(Records from a data collection)
·····

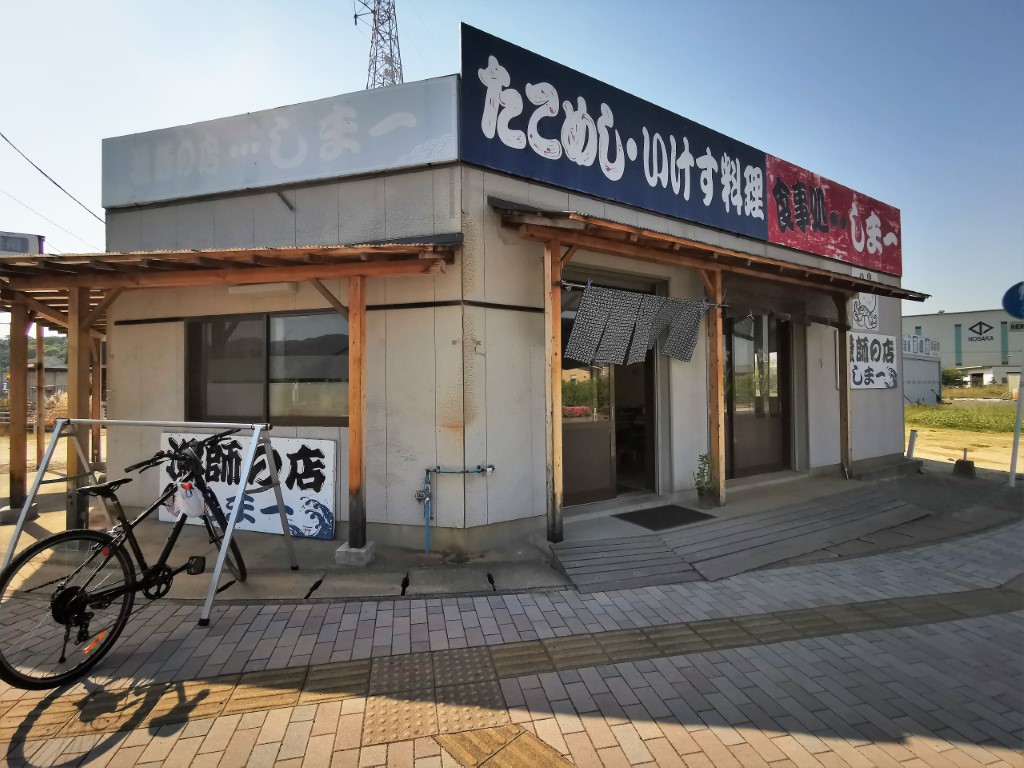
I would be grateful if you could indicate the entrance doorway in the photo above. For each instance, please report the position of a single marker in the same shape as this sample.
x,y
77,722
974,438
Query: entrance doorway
x,y
757,395
608,425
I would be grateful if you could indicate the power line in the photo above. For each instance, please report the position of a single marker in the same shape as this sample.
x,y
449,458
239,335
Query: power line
x,y
50,178
95,250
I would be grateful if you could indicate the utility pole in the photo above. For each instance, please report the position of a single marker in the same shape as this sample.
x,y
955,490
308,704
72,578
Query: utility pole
x,y
385,55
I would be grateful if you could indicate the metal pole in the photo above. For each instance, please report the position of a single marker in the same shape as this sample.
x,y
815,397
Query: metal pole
x,y
57,429
1017,430
232,518
271,465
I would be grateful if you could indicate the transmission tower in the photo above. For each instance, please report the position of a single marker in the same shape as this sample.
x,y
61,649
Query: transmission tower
x,y
385,56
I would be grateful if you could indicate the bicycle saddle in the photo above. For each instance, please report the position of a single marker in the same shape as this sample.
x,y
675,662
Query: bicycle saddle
x,y
104,489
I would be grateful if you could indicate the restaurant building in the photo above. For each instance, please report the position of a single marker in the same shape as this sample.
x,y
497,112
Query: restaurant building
x,y
393,278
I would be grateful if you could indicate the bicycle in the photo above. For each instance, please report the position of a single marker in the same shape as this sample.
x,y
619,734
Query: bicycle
x,y
66,599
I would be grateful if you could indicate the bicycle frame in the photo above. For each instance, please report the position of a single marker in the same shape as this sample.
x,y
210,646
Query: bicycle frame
x,y
127,534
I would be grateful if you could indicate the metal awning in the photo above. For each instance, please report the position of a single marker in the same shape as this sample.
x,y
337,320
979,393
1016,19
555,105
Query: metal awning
x,y
41,282
572,228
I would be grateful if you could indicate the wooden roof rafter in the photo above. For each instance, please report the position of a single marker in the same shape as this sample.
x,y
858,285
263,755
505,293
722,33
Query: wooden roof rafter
x,y
41,283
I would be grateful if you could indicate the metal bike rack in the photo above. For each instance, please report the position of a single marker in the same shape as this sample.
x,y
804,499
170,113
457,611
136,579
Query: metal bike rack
x,y
68,428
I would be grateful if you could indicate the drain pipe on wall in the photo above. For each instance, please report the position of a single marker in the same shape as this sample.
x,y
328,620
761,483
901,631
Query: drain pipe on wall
x,y
424,495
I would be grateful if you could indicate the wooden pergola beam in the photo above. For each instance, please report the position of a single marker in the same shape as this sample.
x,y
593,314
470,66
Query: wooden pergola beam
x,y
101,307
232,275
78,397
331,298
50,313
845,433
655,247
356,413
553,386
716,376
18,400
40,393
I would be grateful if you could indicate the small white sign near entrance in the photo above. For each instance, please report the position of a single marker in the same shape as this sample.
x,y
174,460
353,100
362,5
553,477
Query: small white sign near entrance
x,y
872,361
305,471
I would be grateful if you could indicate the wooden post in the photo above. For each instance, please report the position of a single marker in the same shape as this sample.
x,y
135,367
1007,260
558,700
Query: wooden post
x,y
96,400
78,397
553,350
40,392
845,436
18,399
716,374
356,412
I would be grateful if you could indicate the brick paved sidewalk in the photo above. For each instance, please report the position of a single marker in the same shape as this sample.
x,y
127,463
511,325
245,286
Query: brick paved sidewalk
x,y
910,658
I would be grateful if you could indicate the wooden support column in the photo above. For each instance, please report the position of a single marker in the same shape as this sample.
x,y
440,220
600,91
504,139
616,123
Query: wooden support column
x,y
78,397
18,399
356,412
95,400
40,392
553,351
845,435
716,375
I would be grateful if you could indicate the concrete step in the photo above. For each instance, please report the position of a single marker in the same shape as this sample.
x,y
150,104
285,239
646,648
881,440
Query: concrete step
x,y
884,468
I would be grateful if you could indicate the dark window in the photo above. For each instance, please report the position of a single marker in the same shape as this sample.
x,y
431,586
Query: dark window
x,y
282,369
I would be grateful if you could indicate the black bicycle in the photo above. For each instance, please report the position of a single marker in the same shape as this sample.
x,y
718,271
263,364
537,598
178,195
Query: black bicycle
x,y
66,599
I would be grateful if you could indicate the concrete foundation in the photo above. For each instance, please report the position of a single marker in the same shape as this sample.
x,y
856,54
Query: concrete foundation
x,y
9,515
354,558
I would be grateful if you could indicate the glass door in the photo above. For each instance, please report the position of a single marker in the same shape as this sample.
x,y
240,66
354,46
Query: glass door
x,y
588,433
757,402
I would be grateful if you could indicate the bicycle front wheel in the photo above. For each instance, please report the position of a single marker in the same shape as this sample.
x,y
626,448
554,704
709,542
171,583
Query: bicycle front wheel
x,y
64,602
216,524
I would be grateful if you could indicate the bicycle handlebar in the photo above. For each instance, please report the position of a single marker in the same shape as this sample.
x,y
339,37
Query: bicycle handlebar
x,y
161,456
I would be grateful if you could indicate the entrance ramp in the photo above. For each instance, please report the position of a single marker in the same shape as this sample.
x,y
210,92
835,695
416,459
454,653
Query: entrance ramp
x,y
724,547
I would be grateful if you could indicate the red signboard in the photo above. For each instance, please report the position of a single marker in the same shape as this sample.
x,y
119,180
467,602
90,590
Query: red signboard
x,y
813,214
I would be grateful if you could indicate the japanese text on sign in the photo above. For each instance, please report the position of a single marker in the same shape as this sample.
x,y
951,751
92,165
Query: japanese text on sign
x,y
872,361
530,116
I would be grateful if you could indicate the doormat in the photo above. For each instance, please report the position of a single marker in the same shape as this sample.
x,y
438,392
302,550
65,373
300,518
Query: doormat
x,y
662,518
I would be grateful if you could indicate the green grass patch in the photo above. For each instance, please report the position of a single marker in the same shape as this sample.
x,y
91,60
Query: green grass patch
x,y
993,391
972,417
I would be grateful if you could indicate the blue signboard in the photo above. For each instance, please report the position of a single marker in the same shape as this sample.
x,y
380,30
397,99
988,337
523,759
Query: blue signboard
x,y
530,117
1013,300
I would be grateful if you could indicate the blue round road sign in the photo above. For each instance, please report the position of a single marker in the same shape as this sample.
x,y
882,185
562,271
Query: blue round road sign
x,y
1013,301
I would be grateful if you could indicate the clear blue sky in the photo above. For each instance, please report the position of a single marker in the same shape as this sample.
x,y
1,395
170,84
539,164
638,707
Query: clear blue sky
x,y
916,102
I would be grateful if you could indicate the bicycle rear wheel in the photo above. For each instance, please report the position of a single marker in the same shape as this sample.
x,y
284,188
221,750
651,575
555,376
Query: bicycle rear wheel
x,y
216,524
60,610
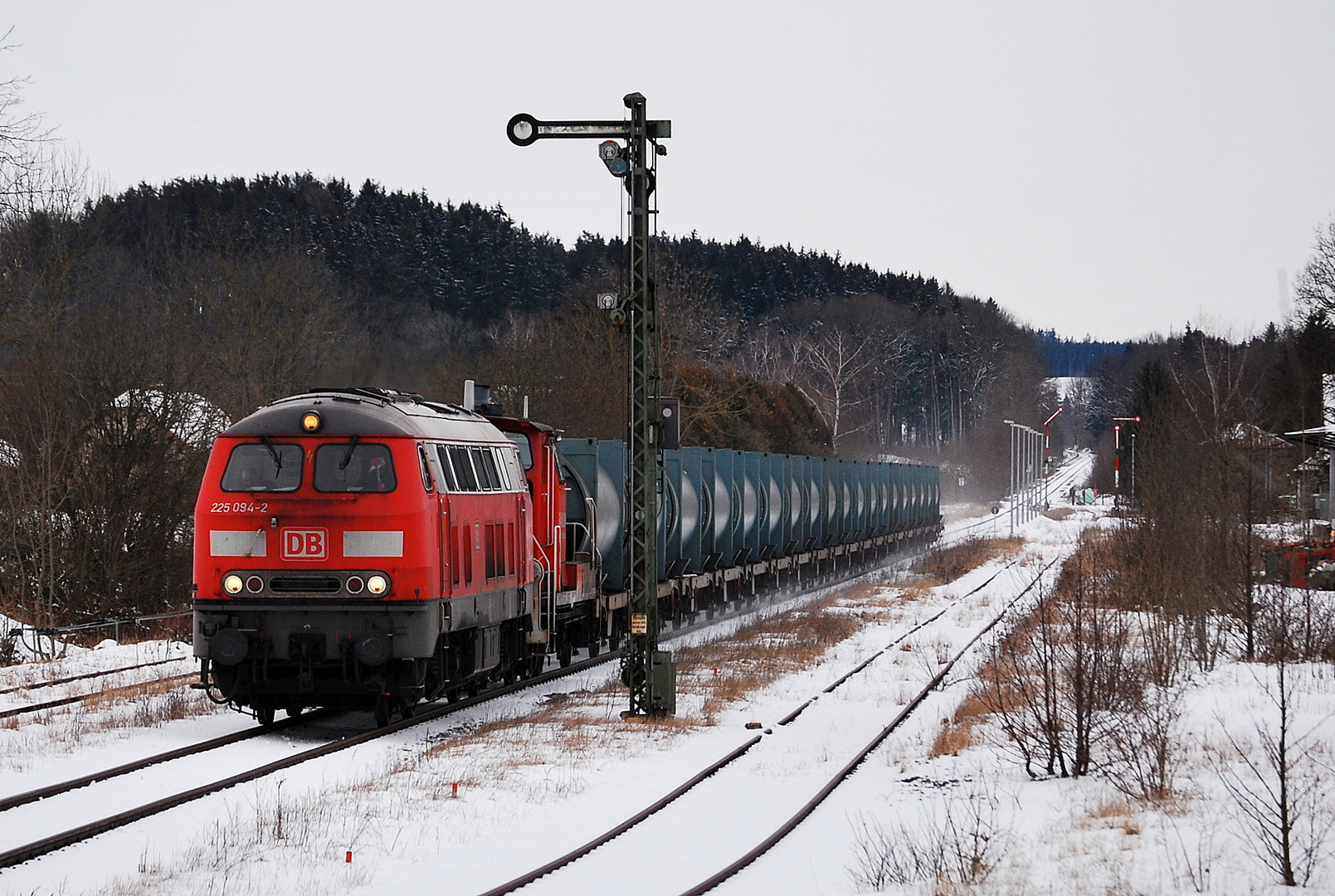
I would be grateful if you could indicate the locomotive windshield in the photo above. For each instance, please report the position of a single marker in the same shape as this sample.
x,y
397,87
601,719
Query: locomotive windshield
x,y
263,466
354,468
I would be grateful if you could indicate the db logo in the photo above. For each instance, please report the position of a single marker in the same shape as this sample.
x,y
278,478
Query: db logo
x,y
305,543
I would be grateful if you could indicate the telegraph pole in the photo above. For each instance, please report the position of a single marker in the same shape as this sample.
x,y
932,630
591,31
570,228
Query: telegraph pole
x,y
648,672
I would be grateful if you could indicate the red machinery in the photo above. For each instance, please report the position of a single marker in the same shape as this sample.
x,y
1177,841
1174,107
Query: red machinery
x,y
363,548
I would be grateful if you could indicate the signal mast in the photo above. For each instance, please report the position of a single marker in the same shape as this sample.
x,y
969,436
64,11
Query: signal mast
x,y
651,421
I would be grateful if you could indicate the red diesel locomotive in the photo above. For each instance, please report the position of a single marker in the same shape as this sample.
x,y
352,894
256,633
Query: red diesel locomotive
x,y
365,548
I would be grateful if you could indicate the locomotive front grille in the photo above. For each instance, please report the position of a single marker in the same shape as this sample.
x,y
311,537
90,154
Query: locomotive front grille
x,y
305,585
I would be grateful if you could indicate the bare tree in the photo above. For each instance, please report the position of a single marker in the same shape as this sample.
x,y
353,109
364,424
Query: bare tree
x,y
1280,793
836,361
1315,286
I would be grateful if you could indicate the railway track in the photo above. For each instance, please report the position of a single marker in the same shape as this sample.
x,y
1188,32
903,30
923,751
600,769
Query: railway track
x,y
122,819
839,777
75,699
1065,479
71,836
103,674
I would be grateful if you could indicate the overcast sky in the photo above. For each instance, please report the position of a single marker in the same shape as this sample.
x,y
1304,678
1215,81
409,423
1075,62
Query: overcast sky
x,y
1099,168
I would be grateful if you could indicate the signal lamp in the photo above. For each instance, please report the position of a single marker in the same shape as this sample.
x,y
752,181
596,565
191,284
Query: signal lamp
x,y
614,157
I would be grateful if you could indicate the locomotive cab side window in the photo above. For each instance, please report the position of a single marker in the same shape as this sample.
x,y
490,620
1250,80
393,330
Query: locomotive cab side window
x,y
480,468
263,466
521,442
350,466
426,469
464,471
488,473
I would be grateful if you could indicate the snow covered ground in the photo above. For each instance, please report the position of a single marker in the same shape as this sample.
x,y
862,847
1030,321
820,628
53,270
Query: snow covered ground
x,y
541,772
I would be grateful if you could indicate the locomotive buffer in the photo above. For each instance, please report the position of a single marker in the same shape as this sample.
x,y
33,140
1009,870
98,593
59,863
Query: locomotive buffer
x,y
648,672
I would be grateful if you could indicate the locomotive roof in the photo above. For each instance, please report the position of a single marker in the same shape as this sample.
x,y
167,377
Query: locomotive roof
x,y
368,411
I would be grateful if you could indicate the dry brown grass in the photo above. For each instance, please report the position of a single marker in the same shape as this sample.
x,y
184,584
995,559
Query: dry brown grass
x,y
957,732
942,565
767,650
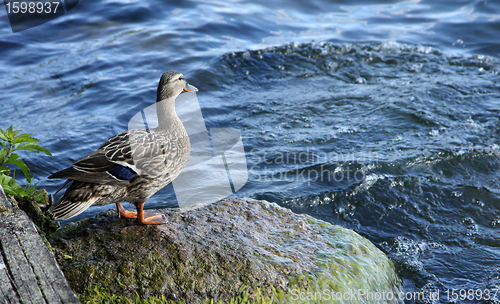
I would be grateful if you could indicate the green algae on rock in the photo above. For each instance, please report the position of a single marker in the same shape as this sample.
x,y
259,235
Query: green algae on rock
x,y
233,251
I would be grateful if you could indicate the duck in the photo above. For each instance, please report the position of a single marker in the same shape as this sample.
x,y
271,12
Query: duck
x,y
130,166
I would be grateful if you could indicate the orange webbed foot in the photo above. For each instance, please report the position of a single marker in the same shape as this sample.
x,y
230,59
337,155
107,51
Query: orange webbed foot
x,y
125,213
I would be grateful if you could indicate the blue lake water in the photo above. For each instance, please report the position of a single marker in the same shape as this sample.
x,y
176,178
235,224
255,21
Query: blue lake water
x,y
381,116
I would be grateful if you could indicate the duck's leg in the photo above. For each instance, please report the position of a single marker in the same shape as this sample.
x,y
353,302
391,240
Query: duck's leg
x,y
125,213
151,219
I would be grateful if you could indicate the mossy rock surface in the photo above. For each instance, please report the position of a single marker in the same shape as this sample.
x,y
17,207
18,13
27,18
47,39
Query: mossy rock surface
x,y
235,250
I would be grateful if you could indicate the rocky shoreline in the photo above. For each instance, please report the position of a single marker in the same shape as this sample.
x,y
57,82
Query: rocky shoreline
x,y
232,251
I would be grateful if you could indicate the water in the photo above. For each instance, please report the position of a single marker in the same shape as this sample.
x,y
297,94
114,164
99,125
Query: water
x,y
383,118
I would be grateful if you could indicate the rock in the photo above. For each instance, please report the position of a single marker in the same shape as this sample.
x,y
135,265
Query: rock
x,y
233,250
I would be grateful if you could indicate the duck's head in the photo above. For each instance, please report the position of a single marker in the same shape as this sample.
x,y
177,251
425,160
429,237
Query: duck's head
x,y
172,83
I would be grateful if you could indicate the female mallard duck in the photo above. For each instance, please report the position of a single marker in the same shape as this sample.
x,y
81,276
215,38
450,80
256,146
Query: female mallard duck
x,y
133,165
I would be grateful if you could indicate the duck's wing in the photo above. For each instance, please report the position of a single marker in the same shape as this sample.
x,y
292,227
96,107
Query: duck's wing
x,y
112,163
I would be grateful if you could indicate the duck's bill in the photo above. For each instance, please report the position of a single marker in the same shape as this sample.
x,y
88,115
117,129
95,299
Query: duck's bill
x,y
190,88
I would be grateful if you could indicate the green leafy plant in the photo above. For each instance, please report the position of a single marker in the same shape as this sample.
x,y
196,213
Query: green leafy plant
x,y
11,141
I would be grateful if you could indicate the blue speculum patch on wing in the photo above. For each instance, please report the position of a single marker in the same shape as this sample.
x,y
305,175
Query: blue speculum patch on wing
x,y
123,173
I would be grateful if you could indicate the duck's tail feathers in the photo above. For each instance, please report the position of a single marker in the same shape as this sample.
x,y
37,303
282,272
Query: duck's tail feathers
x,y
65,209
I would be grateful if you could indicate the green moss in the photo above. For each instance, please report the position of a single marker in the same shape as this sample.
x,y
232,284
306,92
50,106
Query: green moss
x,y
115,262
4,209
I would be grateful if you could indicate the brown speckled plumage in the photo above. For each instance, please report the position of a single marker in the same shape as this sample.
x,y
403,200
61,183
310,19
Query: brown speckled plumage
x,y
133,165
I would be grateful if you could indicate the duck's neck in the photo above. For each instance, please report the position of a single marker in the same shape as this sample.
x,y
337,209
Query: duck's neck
x,y
167,117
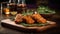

·····

→ TO BE DONE
How many lines in the data above contain the word "handlebar"? Reply with only the number.

→ WRITTEN ANSWER
2